> _SUPPLIED DATA_
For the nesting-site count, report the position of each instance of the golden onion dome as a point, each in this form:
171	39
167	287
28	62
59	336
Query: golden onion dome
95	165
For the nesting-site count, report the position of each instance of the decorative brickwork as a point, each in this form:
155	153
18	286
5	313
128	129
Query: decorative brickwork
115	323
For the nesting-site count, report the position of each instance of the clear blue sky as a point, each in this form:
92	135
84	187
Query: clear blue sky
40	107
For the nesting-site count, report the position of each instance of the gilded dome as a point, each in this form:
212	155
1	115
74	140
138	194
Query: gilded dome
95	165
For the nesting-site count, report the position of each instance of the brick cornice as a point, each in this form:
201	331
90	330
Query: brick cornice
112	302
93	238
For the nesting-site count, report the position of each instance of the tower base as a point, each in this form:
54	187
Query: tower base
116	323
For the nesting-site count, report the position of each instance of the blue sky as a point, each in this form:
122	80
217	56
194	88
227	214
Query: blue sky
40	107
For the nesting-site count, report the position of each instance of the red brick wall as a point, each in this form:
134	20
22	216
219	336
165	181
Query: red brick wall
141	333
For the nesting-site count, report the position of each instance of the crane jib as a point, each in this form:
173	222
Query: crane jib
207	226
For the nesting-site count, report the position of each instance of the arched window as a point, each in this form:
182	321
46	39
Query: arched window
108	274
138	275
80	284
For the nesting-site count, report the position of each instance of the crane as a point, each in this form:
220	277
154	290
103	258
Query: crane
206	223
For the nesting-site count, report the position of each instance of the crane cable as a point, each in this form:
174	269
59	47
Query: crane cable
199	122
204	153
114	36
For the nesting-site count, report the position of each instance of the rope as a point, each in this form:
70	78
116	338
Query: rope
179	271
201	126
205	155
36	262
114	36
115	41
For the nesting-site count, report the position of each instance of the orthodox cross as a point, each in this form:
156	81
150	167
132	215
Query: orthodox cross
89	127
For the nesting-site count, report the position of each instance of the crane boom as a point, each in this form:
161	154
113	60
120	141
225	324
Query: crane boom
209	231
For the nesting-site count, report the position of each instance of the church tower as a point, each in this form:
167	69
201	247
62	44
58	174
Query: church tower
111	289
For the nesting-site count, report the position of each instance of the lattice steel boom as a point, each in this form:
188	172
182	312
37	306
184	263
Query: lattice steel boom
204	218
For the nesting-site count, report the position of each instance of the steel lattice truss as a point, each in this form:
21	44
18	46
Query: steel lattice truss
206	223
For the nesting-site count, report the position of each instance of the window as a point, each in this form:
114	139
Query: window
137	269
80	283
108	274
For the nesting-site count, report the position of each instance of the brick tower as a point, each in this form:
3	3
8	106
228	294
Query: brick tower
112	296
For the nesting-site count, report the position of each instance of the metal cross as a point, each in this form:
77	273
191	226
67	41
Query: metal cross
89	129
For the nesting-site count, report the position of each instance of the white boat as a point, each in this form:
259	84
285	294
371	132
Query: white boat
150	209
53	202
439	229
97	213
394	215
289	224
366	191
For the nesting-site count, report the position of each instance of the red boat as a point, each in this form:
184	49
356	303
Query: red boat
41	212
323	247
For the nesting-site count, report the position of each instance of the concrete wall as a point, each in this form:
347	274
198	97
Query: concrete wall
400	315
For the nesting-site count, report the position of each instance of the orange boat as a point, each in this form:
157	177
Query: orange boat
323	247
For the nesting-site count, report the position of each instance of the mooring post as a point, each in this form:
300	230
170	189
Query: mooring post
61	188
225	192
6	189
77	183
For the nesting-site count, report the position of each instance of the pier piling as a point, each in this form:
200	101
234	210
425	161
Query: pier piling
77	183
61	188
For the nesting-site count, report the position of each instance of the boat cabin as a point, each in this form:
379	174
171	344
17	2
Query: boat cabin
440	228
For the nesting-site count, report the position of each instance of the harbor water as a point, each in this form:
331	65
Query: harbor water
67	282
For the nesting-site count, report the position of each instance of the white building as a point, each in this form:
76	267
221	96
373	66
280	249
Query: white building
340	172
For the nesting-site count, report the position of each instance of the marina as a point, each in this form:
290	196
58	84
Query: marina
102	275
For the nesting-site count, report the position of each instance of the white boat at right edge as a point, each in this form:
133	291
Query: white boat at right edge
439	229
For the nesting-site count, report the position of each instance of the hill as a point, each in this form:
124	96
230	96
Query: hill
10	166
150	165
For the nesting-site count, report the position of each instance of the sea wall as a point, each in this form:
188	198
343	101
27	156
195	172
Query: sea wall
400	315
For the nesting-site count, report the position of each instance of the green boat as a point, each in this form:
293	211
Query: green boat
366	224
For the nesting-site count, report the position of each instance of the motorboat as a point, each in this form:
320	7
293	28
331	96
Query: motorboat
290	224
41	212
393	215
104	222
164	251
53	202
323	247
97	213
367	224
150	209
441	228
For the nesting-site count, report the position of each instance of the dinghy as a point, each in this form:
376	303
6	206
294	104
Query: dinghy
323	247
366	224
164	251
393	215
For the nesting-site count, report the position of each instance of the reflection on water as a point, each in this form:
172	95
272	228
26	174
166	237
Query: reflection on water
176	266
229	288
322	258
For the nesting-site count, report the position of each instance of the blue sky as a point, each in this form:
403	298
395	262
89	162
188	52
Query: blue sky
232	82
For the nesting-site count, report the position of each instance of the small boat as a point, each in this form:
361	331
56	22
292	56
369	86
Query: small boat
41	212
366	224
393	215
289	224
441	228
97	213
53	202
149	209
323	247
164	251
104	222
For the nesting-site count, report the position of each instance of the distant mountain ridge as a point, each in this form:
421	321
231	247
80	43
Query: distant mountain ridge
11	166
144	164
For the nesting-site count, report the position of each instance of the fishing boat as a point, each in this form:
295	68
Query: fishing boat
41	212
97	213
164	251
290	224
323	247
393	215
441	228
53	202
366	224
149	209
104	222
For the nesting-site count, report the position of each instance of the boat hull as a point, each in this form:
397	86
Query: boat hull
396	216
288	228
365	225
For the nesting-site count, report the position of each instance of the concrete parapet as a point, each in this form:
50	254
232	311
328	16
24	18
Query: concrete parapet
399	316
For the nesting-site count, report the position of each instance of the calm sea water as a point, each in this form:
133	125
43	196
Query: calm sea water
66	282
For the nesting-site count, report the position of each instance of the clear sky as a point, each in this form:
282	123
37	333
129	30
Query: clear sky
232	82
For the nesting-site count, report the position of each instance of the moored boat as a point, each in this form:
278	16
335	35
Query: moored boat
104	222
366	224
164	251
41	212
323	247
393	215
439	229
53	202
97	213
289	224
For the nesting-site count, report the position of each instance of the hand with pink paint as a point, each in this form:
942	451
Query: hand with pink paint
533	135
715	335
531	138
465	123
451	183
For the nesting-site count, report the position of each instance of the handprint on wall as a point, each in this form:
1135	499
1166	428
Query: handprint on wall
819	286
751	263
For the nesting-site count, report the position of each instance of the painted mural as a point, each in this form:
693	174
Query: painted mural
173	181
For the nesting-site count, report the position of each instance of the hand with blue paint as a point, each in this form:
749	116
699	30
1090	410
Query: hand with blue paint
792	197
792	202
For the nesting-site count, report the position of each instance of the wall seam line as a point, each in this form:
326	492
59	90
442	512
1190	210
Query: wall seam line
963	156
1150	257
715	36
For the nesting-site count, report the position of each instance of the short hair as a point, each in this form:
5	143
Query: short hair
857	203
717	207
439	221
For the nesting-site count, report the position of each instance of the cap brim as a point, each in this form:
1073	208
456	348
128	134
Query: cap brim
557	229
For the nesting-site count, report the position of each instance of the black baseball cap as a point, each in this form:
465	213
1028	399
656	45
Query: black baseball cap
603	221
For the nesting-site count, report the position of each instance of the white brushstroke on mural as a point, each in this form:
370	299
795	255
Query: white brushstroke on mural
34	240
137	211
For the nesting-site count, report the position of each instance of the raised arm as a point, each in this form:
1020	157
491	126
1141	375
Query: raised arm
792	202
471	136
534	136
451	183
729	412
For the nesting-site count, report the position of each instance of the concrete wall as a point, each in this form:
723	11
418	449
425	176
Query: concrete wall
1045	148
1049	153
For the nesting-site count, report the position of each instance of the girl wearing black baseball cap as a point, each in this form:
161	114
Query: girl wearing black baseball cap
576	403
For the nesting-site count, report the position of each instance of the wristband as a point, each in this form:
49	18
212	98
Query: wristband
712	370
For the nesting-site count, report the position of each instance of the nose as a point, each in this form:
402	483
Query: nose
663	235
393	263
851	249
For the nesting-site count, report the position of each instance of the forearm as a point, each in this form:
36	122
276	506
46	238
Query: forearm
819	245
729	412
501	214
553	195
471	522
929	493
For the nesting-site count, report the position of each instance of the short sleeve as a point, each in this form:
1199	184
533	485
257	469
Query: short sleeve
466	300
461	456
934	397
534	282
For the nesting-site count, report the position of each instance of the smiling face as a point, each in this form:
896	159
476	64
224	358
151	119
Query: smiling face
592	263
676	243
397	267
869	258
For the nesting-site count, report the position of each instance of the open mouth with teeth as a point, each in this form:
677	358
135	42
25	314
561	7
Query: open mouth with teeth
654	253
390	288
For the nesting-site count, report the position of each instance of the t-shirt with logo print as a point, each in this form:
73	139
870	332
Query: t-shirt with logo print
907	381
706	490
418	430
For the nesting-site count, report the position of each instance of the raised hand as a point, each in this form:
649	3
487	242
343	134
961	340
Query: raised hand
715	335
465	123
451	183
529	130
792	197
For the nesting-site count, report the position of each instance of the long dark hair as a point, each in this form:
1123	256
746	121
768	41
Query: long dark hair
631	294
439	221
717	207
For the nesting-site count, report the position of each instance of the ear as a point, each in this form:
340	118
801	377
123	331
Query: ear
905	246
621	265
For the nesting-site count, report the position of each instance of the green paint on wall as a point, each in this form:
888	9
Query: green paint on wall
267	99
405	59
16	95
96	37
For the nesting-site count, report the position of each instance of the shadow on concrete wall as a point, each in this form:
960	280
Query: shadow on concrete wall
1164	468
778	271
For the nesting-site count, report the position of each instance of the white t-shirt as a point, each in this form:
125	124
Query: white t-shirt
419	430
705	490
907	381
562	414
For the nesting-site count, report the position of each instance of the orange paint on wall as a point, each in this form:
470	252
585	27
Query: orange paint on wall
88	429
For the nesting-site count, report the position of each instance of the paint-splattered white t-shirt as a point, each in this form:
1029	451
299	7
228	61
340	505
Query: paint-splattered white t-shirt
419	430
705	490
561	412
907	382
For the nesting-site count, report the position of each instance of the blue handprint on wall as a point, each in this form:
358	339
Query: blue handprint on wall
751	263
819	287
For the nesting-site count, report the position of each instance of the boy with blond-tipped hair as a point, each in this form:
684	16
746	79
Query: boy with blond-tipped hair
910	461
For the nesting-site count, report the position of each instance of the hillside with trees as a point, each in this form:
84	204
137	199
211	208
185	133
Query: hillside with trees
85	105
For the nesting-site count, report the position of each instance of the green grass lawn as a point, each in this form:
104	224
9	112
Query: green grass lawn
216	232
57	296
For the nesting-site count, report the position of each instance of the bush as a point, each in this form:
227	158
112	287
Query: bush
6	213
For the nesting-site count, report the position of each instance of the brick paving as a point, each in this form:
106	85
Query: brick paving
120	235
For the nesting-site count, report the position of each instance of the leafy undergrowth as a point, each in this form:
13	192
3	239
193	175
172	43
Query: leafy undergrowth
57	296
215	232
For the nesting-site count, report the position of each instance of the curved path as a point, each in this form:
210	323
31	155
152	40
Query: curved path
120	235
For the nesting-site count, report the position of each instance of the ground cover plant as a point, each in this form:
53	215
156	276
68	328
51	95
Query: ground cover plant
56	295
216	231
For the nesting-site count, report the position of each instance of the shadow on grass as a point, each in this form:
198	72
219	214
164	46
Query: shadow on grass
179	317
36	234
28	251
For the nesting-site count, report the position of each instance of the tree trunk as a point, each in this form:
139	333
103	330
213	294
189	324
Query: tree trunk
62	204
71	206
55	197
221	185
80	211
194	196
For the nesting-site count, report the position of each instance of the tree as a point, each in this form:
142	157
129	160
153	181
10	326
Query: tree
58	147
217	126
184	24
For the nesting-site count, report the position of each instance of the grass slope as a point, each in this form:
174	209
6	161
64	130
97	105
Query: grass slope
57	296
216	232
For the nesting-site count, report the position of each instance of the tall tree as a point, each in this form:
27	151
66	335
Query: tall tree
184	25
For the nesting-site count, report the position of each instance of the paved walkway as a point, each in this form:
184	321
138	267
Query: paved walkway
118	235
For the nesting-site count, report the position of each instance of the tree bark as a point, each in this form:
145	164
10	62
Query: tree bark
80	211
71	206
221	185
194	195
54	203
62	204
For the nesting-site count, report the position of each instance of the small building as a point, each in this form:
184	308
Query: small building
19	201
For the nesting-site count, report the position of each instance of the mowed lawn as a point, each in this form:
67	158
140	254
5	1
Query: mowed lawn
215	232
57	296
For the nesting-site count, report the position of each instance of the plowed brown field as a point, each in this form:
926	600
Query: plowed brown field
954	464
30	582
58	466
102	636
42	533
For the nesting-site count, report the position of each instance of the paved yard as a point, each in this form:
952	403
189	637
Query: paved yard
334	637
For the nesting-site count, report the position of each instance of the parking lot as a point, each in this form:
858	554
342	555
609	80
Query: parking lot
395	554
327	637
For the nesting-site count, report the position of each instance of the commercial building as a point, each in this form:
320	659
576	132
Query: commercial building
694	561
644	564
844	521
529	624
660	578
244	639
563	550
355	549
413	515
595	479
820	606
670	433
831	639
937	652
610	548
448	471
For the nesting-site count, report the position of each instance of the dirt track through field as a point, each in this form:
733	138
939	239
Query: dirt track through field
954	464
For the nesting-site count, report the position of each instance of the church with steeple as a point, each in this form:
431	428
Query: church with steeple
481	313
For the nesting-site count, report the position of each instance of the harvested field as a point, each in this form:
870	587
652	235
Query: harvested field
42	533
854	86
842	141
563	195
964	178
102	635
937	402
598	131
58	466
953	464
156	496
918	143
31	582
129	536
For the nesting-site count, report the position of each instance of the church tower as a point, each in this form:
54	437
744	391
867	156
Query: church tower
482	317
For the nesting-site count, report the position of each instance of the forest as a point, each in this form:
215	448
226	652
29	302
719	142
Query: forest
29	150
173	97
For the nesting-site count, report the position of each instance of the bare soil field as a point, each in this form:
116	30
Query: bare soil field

> _WHAT THIS TASK INVOLVES_
Everything from the line that contains "of the commercial" through the end of the records must be duplicated exactly, and nothing outside that range.

> _EXPECTED ANSWER_
For the nesting-site count, report the position of each instance of the commercial building as a point, each in this form:
320	659
576	132
Query: commercial building
694	561
644	564
844	521
529	624
660	578
244	639
563	550
355	549
413	515
595	479
820	606
670	433
831	639
937	652
610	548
448	471
For the nesting-site count, report the position of each instance of the dirt track through field as a point, each in this form:
733	138
939	239
Query: dirt track through field
954	464
For the nesting-site count, report the position of each instance of the church with steeple as a point, each in this form:
431	428
Query: church with steeple
481	313
For the nesting-site count, report the position of each instance of the harvested field as a point, each in this form:
870	587
652	235
Query: harvested field
42	533
854	86
842	141
563	195
964	178
102	635
937	402
598	131
58	466
953	464
156	496
918	143
31	582
129	536
For the nesting-site count, report the position of each instance of the church tower as a point, each in this form:
54	437
744	391
867	156
Query: church tower
482	317
For the nesting-site count, report the position of each instance of the forest as a point, each in this form:
215	448
226	652
29	302
719	142
Query: forest
29	150
173	97
For the nesting-site count, report the position of each instance of the bare soil field as a point, each in this form:
116	30
Query: bare soil field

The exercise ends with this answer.